>> begin SOURCE EXTRACT
The Breezy Hill study area consists of four interfluvial areas comprising the regions between Horse and Little Horse Creeks, Little Horse and Hightower Creeks, Hightower Creek and Franklin Branch, and Franklin Branch and Mims Branch. Across the interfluvial areas, the average elevation of the water-level surface ranged from 200 to 480 feet above sea level, and the average saturated thickness of the Floridan-Midville aquifer ranged from less than 20 to 70 feet thick. A water-level contour map of the surface of the Floridan-Midville aquifer indicates that recharge to the aquifer occurs mainly within the interfluves. Recharge is derived principally from precipitation, although there is some potential for ground-water recharge from underlying crystalline rocks. Ground water discharges along the flanks of the interfluves into the bounding streams where the elevations of the ground water and streams coincide.
From April 1999 to November 2000, calculated long-term normal precipitation totaled about 84.0 inches; however, actual recorded precipitation totaled 69.2 inches, representing about a 17.6 percent decrease in precipitation during this period. Published estimates of annual evapotranspiration range from 30 to 35 inches.
A U.S. Geological Survey surface-water gaging station located near the center of the study area on Little Horse Creek monitors runoff from a drainage area of 26.6 square miles. Average annual flow for the station for water years 1990-2000 was 33.8 cubic feet per second. From April 1999 to November 2000, the monthly average flow was less than the average monthly flow for the longterm record, excluding December 1999 to March 2000 when no data were collected. Monthly average flow for Little Horse Creek exceeded the normal monthly flow during June and July 1999.
>> end SOURCE EXTRACT
>> begin DATA TO USE
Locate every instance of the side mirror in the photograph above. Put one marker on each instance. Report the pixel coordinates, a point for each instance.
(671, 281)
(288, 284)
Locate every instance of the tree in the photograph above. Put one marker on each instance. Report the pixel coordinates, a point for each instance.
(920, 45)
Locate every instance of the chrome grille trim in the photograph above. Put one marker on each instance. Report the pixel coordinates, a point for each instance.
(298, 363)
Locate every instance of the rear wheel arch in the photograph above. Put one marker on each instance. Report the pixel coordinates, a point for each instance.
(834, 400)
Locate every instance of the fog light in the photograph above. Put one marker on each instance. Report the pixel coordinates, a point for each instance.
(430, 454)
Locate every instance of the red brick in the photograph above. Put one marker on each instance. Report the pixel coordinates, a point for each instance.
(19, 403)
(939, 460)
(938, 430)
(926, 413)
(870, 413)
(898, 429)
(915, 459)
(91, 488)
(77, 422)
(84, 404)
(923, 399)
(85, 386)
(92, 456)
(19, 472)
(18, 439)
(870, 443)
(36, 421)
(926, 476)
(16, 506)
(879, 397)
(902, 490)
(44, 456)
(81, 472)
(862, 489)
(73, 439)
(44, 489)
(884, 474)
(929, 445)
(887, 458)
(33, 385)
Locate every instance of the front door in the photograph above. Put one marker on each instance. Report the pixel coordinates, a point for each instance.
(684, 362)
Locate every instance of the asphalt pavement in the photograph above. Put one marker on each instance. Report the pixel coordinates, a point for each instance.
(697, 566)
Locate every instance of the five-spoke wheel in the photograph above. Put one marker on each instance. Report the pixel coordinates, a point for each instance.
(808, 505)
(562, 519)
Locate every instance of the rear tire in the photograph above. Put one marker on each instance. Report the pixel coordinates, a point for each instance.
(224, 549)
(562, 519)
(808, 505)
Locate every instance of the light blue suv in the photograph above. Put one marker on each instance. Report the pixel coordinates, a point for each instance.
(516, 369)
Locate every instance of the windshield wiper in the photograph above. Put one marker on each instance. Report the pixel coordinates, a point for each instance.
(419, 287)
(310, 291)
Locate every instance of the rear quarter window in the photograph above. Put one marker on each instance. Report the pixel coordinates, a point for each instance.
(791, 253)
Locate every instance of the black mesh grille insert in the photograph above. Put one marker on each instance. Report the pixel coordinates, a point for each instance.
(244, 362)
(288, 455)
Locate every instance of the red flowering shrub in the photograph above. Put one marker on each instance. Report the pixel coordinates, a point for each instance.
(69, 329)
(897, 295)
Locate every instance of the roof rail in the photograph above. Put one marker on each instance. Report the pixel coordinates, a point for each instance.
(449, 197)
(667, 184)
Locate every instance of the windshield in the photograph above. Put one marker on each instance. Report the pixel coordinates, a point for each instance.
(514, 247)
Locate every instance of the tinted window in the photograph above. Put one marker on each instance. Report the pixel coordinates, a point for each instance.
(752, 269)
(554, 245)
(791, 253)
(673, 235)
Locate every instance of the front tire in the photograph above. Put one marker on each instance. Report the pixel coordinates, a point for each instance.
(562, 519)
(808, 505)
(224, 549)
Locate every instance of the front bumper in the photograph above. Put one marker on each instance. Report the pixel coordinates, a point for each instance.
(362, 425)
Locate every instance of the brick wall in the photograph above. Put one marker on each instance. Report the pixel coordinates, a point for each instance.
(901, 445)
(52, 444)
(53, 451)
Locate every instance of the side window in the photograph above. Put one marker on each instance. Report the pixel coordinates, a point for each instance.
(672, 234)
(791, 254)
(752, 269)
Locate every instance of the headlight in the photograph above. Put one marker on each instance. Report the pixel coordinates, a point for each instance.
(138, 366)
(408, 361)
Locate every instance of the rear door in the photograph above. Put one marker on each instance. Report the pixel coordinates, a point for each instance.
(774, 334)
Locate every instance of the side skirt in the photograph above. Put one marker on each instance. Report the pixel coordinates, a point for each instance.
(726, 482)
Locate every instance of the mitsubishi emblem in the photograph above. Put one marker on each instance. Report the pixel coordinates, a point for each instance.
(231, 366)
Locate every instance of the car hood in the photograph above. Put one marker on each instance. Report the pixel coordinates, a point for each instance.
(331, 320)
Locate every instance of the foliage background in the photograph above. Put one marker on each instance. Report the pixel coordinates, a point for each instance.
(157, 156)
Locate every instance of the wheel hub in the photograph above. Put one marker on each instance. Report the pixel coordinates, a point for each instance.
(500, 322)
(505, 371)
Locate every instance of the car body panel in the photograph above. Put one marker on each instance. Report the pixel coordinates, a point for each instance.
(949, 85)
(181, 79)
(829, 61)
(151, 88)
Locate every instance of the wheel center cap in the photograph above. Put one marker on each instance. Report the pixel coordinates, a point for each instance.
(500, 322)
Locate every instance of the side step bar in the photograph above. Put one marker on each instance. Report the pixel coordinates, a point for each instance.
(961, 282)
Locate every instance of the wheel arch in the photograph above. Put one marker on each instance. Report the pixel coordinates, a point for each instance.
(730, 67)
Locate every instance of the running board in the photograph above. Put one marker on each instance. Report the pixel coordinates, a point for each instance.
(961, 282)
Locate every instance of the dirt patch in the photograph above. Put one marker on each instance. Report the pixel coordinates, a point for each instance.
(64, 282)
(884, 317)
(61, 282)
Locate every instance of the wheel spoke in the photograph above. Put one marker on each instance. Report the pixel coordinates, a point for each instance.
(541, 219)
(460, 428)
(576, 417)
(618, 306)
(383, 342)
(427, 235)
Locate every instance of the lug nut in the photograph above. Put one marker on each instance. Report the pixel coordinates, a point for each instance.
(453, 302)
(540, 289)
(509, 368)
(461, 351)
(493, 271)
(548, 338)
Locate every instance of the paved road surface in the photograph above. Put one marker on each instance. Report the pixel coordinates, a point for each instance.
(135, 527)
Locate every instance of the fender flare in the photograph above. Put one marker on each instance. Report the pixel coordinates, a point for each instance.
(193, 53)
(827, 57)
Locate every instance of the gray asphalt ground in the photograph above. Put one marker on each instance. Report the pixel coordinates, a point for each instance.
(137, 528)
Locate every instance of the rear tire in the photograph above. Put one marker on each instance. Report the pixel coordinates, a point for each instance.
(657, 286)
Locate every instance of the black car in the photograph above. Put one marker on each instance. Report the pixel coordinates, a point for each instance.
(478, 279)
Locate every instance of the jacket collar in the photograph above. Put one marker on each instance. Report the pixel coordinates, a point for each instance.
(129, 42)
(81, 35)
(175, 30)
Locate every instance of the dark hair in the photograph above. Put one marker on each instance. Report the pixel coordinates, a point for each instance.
>> end DATA TO USE
>> begin DATA TO USE
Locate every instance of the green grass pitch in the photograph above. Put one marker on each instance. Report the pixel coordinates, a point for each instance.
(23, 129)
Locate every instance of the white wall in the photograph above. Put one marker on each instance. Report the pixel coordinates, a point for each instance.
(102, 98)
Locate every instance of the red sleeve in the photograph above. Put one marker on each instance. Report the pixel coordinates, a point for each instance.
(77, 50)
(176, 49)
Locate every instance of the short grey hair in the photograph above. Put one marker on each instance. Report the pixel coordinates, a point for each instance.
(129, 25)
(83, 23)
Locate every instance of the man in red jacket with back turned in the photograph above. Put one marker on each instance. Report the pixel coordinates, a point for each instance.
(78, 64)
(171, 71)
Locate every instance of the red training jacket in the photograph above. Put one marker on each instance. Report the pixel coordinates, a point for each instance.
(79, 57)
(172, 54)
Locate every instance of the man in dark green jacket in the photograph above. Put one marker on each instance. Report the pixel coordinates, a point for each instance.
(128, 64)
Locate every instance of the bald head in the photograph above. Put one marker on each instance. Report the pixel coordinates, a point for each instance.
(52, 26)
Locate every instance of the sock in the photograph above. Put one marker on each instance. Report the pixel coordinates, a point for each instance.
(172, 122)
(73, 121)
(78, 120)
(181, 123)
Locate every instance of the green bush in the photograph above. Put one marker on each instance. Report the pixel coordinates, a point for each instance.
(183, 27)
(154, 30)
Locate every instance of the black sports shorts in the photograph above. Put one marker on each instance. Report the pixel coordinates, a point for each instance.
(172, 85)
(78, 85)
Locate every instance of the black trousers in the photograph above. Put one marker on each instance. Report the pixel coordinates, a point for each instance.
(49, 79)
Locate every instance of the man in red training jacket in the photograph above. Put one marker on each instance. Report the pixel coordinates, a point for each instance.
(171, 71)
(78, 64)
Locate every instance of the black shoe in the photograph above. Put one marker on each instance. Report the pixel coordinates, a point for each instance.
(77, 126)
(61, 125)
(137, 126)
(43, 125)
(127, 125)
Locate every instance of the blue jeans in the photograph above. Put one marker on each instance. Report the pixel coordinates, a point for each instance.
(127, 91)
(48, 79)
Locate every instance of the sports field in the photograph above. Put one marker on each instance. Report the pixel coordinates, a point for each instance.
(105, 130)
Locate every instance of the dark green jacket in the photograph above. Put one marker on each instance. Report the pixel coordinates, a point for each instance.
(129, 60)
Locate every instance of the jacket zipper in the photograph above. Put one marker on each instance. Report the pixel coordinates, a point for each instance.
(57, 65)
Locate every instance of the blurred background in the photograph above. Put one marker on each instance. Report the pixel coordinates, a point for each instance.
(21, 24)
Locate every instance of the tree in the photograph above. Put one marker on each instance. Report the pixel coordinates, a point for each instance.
>> end DATA TO USE
## YOUR TASKS
• 1. Using the Breezy Hill text, decide whether each statement agrees with it: (a) recharge to the aquifer comes chiefly from precipitation; (b) recorded precipitation from April 1999 to November 2000 was above the long-term normal; (c) flow data at the Little Horse Creek station were collected for every month from April 1999 to November 2000. Answer yes or no for each and quote the words of the text that settle it.
• 2. Duplicate the rows from the line with "Locate every instance of the black car" to the line with "Locate every instance of the dark hair", including both of those lines.

## ANSWERS TO THE EXERCISE
• 1.
(a) Yes: "Recharge is derived principally from precipitation"
(b) No: "actual recorded precipitation totaled 69.2 inches, representing about a 17.6 percent decrease in precipitation during this period"
(c) No: "excluding December 1999 to March 2000 when no data were collected"

• 2.
Locate every instance of the black car in the photograph above. Put one marker on each instance. Report the pixel coordinates, a point for each instance.
(478, 279)
Locate every instance of the jacket collar in the photograph above. Put one marker on each instance. Report the pixel coordinates, a point for each instance.
(129, 42)
(81, 35)
(175, 30)
Locate every instance of the dark hair in the photograph above. Put one marker on each instance. Report the pixel coordinates, a point for each instance.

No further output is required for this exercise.